> **Your goal**: Begin at the line that has "Now, the label says the residential", stop after the line that has "[847,296,930,334]", and copy out only those rows, requests included. Scale each bounding-box coordinate in them by 0.95, rounding to whole numbers with halves going up.

> **Data extract**:
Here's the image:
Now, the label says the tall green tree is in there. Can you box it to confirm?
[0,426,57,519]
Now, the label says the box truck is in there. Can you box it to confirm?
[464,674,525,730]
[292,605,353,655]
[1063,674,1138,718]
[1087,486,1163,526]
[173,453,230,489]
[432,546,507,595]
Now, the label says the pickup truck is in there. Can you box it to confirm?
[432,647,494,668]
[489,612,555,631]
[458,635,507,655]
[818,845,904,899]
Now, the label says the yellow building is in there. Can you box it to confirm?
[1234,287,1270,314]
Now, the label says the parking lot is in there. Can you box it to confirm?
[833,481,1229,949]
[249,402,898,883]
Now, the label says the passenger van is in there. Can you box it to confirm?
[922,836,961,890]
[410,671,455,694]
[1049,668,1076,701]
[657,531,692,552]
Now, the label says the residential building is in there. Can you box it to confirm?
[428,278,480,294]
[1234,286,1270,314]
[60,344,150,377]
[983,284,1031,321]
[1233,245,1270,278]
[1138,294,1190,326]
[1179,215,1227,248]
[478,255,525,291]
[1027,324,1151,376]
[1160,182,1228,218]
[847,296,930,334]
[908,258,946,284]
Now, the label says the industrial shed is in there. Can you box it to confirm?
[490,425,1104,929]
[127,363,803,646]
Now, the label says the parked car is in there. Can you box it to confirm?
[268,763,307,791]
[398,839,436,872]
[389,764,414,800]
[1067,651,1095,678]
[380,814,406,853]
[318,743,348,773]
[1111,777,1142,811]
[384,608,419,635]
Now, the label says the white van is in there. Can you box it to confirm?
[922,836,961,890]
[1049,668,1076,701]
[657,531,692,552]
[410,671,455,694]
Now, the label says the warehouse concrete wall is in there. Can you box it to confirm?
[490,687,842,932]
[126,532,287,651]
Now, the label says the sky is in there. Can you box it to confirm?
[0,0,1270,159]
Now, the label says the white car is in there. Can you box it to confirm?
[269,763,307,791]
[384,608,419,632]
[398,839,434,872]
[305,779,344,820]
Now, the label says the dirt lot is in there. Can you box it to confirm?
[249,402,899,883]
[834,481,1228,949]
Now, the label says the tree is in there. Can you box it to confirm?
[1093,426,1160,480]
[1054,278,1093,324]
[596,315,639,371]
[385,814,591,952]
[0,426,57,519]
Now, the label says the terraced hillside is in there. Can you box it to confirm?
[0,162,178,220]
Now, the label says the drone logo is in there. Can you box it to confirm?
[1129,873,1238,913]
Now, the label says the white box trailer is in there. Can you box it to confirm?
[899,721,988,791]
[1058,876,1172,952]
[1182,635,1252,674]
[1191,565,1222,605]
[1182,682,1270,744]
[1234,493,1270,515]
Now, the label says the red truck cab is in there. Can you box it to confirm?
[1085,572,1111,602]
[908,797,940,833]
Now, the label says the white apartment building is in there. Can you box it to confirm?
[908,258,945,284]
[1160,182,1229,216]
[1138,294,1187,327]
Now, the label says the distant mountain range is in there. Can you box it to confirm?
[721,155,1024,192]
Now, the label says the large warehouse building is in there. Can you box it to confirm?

> **Task response**:
Now, the label says the residential building is in there. Can you box it to confirm?
[407,264,456,279]
[1172,272,1207,298]
[57,327,143,358]
[934,270,979,305]
[1171,233,1207,264]
[1081,279,1131,310]
[1120,204,1166,236]
[454,242,499,276]
[976,308,1093,357]
[1102,173,1167,207]
[805,281,884,317]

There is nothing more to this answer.